Transcribe every entry word for word, but skip the images.

────

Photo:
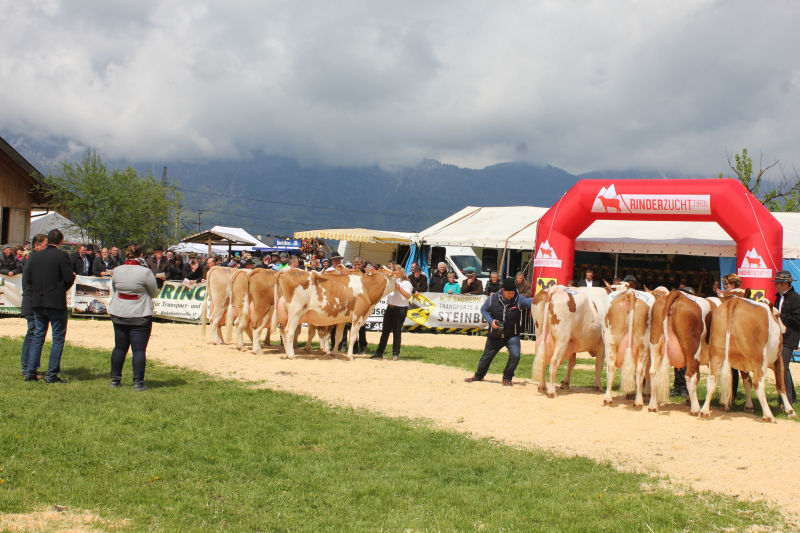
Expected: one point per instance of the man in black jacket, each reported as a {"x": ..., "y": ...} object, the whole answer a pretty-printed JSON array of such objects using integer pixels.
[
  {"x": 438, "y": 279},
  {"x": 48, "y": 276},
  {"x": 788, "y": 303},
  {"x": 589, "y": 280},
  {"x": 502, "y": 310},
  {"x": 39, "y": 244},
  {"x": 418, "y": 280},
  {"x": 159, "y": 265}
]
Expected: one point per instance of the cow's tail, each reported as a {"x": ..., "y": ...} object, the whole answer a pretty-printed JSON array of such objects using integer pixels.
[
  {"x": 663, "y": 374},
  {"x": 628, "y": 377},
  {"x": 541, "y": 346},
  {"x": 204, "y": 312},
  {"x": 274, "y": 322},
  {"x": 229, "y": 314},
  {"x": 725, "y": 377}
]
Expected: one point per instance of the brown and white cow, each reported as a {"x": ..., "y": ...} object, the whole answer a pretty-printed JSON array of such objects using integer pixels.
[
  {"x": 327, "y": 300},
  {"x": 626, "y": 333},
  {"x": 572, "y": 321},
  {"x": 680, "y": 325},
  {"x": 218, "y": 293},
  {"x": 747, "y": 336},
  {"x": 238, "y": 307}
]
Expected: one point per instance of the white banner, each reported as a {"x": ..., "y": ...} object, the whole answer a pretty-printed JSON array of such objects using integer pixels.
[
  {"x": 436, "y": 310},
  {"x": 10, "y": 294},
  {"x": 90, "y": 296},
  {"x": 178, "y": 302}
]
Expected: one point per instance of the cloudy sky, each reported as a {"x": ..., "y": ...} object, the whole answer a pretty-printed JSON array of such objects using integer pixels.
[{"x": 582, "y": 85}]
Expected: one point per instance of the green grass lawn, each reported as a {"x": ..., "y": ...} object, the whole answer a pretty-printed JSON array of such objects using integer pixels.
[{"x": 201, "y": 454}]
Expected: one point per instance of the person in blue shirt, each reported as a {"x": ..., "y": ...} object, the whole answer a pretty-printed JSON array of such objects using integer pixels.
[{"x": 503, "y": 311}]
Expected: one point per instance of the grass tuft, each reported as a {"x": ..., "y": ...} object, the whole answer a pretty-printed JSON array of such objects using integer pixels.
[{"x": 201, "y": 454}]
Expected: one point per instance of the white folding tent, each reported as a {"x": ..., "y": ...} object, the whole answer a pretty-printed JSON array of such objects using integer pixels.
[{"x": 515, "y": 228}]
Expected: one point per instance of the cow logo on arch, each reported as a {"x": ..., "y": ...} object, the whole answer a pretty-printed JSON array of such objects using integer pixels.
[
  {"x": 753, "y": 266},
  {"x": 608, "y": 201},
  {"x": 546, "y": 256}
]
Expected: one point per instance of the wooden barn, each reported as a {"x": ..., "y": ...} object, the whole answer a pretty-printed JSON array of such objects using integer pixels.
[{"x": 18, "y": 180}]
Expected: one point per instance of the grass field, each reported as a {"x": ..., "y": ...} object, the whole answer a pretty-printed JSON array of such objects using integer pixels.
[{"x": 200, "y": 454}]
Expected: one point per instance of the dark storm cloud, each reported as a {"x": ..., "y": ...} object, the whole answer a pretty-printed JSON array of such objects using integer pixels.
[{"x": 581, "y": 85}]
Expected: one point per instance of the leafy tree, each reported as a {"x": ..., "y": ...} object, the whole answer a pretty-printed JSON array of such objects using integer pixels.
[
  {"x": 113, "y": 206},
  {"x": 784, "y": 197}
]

────

- [Written solution]:
Photo:
Expected: one point per instance of the man in black jacket, each reported as a {"x": ..., "y": ...} object, the whole answer a pretty-printed JSON array of such objects using integer pixels.
[
  {"x": 438, "y": 279},
  {"x": 48, "y": 276},
  {"x": 788, "y": 303},
  {"x": 589, "y": 280},
  {"x": 502, "y": 310},
  {"x": 39, "y": 244},
  {"x": 418, "y": 280},
  {"x": 159, "y": 265}
]
Expected: one point per instance of the cow's tail, each reported as a {"x": ..., "y": ...} object, the whole answer a pretty-printed JSON array of such objects using integer pixels.
[
  {"x": 663, "y": 374},
  {"x": 628, "y": 377},
  {"x": 541, "y": 346},
  {"x": 204, "y": 312},
  {"x": 274, "y": 322},
  {"x": 229, "y": 314},
  {"x": 725, "y": 377}
]
Expected: one point per instance of the brown and white cow, each reported as a {"x": ..., "y": ...} object, the whole answer a pretty-printed JSON array of such objects using integer pixels.
[
  {"x": 327, "y": 300},
  {"x": 626, "y": 333},
  {"x": 572, "y": 321},
  {"x": 680, "y": 325},
  {"x": 218, "y": 293},
  {"x": 747, "y": 336},
  {"x": 238, "y": 307}
]
Expected: one point per instance of the white banner, each reported as a {"x": ..., "y": ...} object, the whole answer a pretty-printed JSON array of such objects using integer pixels.
[
  {"x": 436, "y": 310},
  {"x": 10, "y": 294},
  {"x": 90, "y": 296},
  {"x": 178, "y": 302}
]
Expected: one point per instance of the cloudy sky, each reported as a {"x": ..., "y": ...} object, the whole answer a pretty-printed JSON array of such objects using integer pixels.
[{"x": 582, "y": 85}]
Expected: one point per instance of the green grass lawn, each reported as a {"x": ..., "y": ...} object, the whole answer a pretty-printed JSON array of such objects using integer pixels.
[{"x": 201, "y": 454}]
Expected: one point per instance of the person in blue shirt, each reported as a {"x": ..., "y": ...} object, the whole answer a pretty-printed JSON array of such objects using integer pixels.
[{"x": 503, "y": 311}]
Expected: one point per instance of the grass tuft, each reported as a {"x": ..., "y": ...} object, the whole answer a pretty-printed JSON array of such objects using integer pixels.
[{"x": 201, "y": 454}]
Expected: one point per instance of the white folding tent, each reported as a {"x": ..., "y": ...} object, the whole answer a pretty-printed JSON array of such objects using integer pixels.
[{"x": 515, "y": 228}]
Expected: one point per instance of the cow logo on arch, each reported as a {"x": ..., "y": ...} object, the whole answer a pretty-printed JSON array of such objects using integer pixels.
[
  {"x": 753, "y": 266},
  {"x": 608, "y": 201},
  {"x": 546, "y": 256}
]
Expected: one point per instance of the wooden barn, each reported as a {"x": ..., "y": ...} object, the whole answer a pretty-printed JSON array of such objects using integer pixels.
[{"x": 18, "y": 180}]
Expected: one point per instance of the grass field, each reported as a {"x": ..., "y": ...} object, the whole answer a pretty-printed JSON array of such objects using integer pixels.
[{"x": 200, "y": 454}]
Expected: one point per instance of the dark storm cloud, each reported as a {"x": ..., "y": ...} object, the whole answer a pretty-printed JSON array of such objects using integer pixels.
[{"x": 581, "y": 85}]
Expected: one point per instance of the leafy tree, each reported as a {"x": ..., "y": ...} object, the whole answer a pretty-printed JSON array of such objects using integer pixels.
[
  {"x": 113, "y": 206},
  {"x": 784, "y": 197}
]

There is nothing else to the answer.